__TEXTO CITADO__:
◆ ◆ ◆ ◆ ◆ ◆ ◆
Por Monseñor Joaquín Antonio Peñalosa
Aquel hombre vivía enamorado de las cosas. Todas le fascinaban, todas las compraba. Es verdad que la mayor parte eran cosas inútiles, pero eran cosas. Y no podía sustraerse a su encanto. De tal manera los muebles, las consolas, las lámparas, los electrodomésticos invadieron su hogar, que las cosas lo arrojaron a la calle. No había quedado ni un rinconcito libre para que él pudiera vivir ahí. Tal es el argumento de El nuevo inquilino del comediógrafo francés Eugenio Ionesco, a quien han graduado de padre del teatro del absurdo.
El absurdo está en la vida mucho más que en el teatro. Porque tratamos a las cosas como si fueran personas, y a las personas como si fueran cosas. Es la hora loca de la cosificación del hombre y de la personificación de los objetos. Importa más atender el automóvil último modelo que la esposa de modelo bastante atrasado. Importa más la máquina que quien la maneja y el dinero mucho más que la honra.
◆ ◆ ◆ ◆ ◆ ◆ ◆
__TAREAS__:
**A)** Responde a estas preguntas a partir del texto citado:
(i) ¿Qué obra de Eugenio Ionesco se menciona?
(ii) ¿De qué han graduado a Ionesco?
(iii) ¿Dónde está el absurdo mucho más que en el teatro?
**B)** Resume el texto citado en dos oraciones.
**C)** Copia el fragmento del texto citado que empieza en "Por Monseñor Joaquín" y sigue hasta "teatro del absurdo.", sustituyendo "comediógrafo" por "dramaturgo".
◆ ◆ ◆ ◆ ◆ ◆ ◆
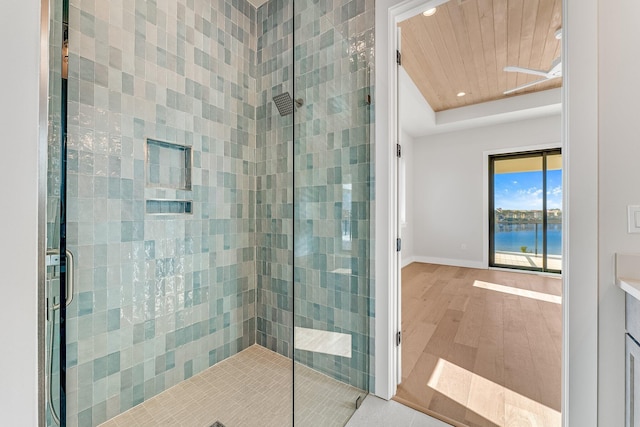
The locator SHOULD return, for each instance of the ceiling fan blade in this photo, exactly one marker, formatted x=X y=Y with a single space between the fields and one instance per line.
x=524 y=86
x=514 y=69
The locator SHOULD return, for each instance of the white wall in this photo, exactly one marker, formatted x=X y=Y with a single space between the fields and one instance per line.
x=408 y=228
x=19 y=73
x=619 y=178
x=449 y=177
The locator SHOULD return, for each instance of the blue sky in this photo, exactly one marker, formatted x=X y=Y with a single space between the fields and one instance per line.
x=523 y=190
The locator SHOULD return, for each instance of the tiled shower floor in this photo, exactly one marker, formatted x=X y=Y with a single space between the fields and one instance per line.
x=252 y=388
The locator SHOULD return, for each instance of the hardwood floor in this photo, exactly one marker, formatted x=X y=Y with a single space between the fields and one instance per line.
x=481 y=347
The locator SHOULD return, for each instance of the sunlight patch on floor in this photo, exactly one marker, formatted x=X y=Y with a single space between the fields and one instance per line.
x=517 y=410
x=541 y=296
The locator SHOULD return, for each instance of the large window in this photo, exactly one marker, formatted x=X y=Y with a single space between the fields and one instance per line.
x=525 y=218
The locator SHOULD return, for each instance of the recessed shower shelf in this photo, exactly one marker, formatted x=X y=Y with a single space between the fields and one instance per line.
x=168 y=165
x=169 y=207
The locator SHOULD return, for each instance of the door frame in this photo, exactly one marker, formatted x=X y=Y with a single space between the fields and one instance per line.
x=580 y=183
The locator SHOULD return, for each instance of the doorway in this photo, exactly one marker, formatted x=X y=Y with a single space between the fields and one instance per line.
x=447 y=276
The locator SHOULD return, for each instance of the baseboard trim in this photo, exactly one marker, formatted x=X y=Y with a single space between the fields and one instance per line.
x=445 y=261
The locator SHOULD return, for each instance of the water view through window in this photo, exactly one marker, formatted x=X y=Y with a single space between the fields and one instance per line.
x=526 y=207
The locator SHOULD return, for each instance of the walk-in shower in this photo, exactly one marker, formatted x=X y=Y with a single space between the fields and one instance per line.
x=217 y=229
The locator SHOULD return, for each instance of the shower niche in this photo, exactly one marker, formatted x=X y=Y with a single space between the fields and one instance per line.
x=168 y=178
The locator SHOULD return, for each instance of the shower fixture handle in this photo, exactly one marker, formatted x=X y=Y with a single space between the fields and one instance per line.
◆ ◆ ◆ ◆ ◆ ◆ ◆
__SOLUCIONES__:
**A)**
(i) El nuevo inquilino.
(ii) De padre del teatro del absurdo.
(iii) En la vida.

**B)** Un hombre enamorado de las cosas llena su hogar de objetos, en su mayoría inútiles, hasta que estos lo arrojan a la calle; tal es el argumento de El nuevo inquilino, de Eugenio Ionesco. El absurdo está más en la vida que en el teatro, porque tratamos a las cosas como personas y a las personas como cosas.

**C)**
Por Monseñor Joaquín Antonio Peñalosa
Aquel hombre vivía enamorado de las cosas. Todas le fascinaban, todas las compraba. Es verdad que la mayor parte eran cosas inútiles, pero eran cosas. Y no podía sustraerse a su encanto. De tal manera los muebles, las consolas, las lámparas, los electrodomésticos invadieron su hogar, que las cosas lo arrojaron a la calle. No había quedado ni un rinconcito libre para que él pudiera vivir ahí. Tal es el argumento de El nuevo inquilino del dramaturgo francés Eugenio Ionesco, a quien han graduado de padre del teatro del absurdo.